#### Excerpted data:

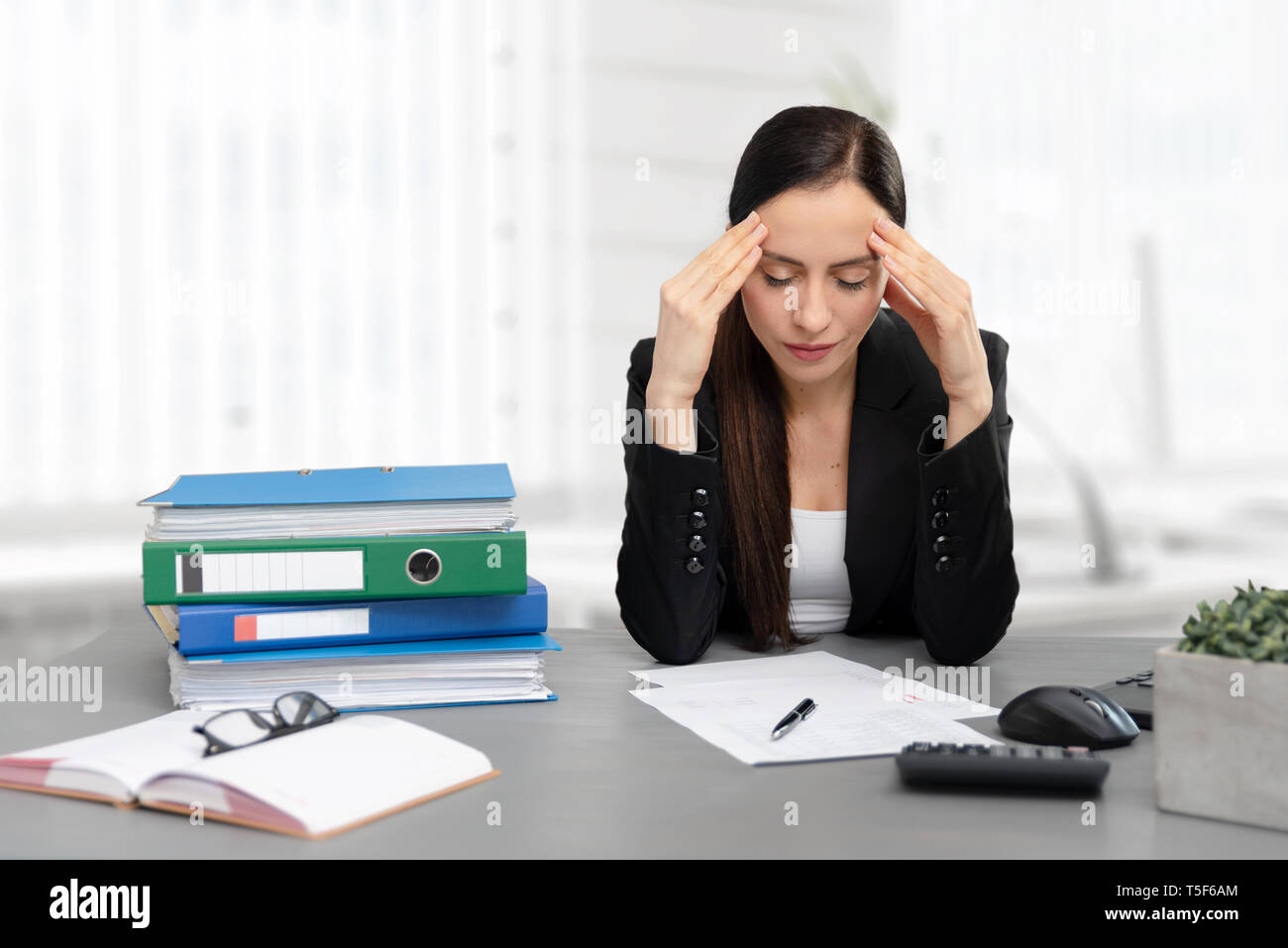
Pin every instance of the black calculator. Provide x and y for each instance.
(1001, 766)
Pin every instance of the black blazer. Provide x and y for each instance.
(928, 532)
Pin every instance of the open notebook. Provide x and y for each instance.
(313, 784)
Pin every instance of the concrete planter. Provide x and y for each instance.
(1219, 755)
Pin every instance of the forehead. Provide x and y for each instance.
(815, 224)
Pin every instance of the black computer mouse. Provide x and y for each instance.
(1068, 716)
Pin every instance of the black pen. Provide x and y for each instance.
(795, 716)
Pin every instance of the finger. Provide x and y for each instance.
(698, 265)
(923, 291)
(931, 268)
(730, 261)
(903, 303)
(915, 266)
(732, 282)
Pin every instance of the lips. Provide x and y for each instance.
(809, 353)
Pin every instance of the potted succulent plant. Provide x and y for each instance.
(1222, 711)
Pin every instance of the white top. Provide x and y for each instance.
(819, 582)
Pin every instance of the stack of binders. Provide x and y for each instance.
(373, 587)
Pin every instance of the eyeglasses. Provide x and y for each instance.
(291, 712)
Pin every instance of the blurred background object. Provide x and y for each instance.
(275, 235)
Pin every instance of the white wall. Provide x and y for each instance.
(240, 236)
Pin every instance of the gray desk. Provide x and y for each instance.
(600, 775)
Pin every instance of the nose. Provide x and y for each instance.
(811, 313)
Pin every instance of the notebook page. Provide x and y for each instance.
(128, 756)
(336, 773)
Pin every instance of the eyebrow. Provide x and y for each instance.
(853, 262)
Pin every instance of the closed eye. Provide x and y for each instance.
(844, 283)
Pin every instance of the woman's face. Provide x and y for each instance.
(818, 283)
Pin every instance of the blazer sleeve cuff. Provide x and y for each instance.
(683, 483)
(974, 464)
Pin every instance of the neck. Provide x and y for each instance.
(829, 395)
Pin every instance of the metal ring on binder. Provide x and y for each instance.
(424, 567)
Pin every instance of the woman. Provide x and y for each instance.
(848, 468)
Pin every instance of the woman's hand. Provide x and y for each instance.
(944, 322)
(691, 307)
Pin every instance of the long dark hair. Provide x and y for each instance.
(810, 147)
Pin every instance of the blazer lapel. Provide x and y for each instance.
(883, 479)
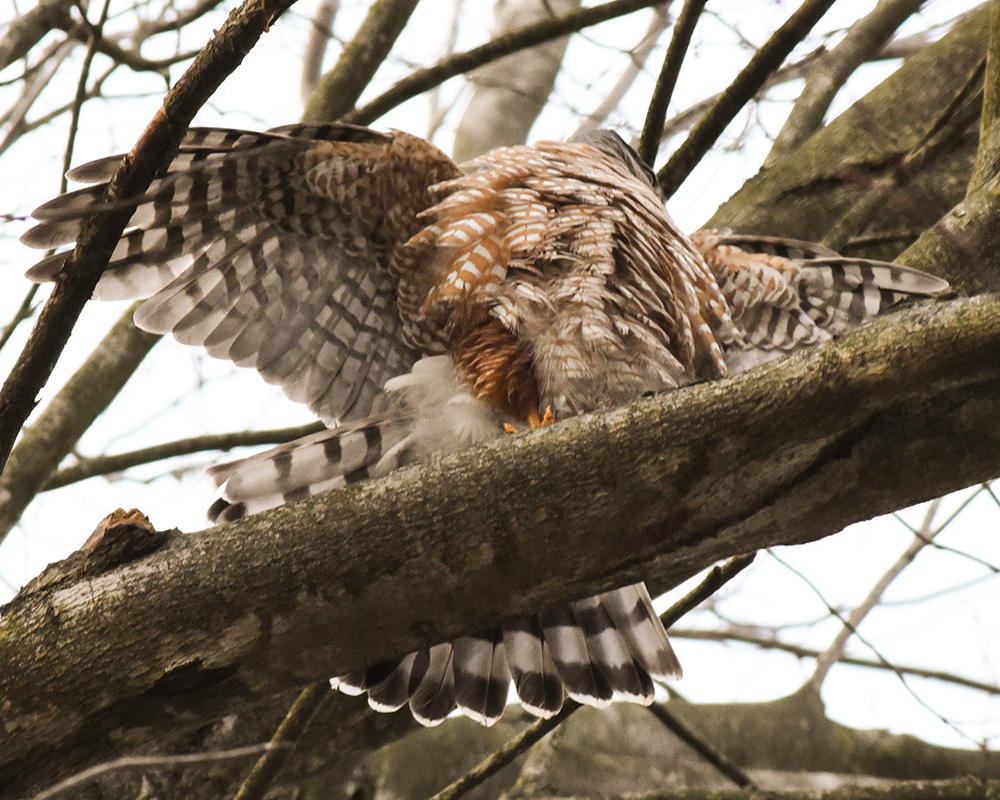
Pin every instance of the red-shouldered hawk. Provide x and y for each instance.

#### Try it:
Make an exact copy of all entries above, dropping the images.

#### Result below:
Pin every instance of the black calculator. Provide x and y for each instance.
(1001, 766)
Pin every instance of the black blazer. Provide x and y for each instance.
(928, 532)
Pin every instance of the open notebook. Provide x and y for each instance.
(313, 784)
Pin every instance of the concrete planter. Provide x and y for each instance.
(1219, 755)
Pin every instance of the forehead. Provide x and y for each instance.
(815, 224)
Pin every instance of the black computer mouse. Provide x and y for each instance.
(1068, 716)
Pin every instance of the black pen. Provide x and y for each instance.
(795, 716)
Pin every instance of the finger. Provide x and y for each instance.
(698, 265)
(923, 291)
(931, 268)
(730, 261)
(903, 303)
(915, 266)
(732, 282)
Pin every instance of the lips. Provide x and y for each instance.
(809, 353)
Pin every instance of the potted succulent plant. Provide x and y for each instance.
(1222, 711)
Pin every instance of the white top. Provide x and y for each instance.
(819, 582)
Pin every instance of the stack of binders. Provide x and y for each instance.
(373, 587)
Pin every instance of the eyeglasses. Provide x and y for each instance.
(291, 712)
Pin every instance of the blurred background object. Provide x and y for each instance.
(275, 235)
Pin every instance of the white wall. Provide x and y for each instance.
(240, 236)
Pin every instance of the gray desk. Provide x and y for each instance.
(600, 775)
Pin every instance of the nose. Provide x and y for each instance.
(811, 313)
Pin every instance of the notebook page. Provide x and y for each instance.
(128, 756)
(336, 773)
Pin every instance of the eyebrow. Provide x and y for each instance.
(853, 262)
Pin every instance of the closed eye. Provide x and y for each instance.
(844, 283)
Pin every instance of the woman's face. Provide x and y for each instance.
(818, 283)
Pin every instance of the blazer sleeve cuff. Provide x and y for each instance.
(683, 483)
(974, 464)
Pin every instance of the neck. Provide x and y for each instance.
(829, 395)
Pin every instance of the metal ring on binder. Provide x and y for each instance.
(424, 567)
Pin every instance of the woman. Provide x and y for each instance.
(848, 468)
Pin every instance of the woman's hand. Provide x and y for each instance.
(944, 322)
(691, 307)
Pin every instance of the long dark hair. Provide x and y for each instance.
(810, 147)
Pin every instance of the blazer lapel. Provide x and y for each instance.
(883, 479)
Pin every instance of the red-shouldered hawk. Provide x and y for each instance.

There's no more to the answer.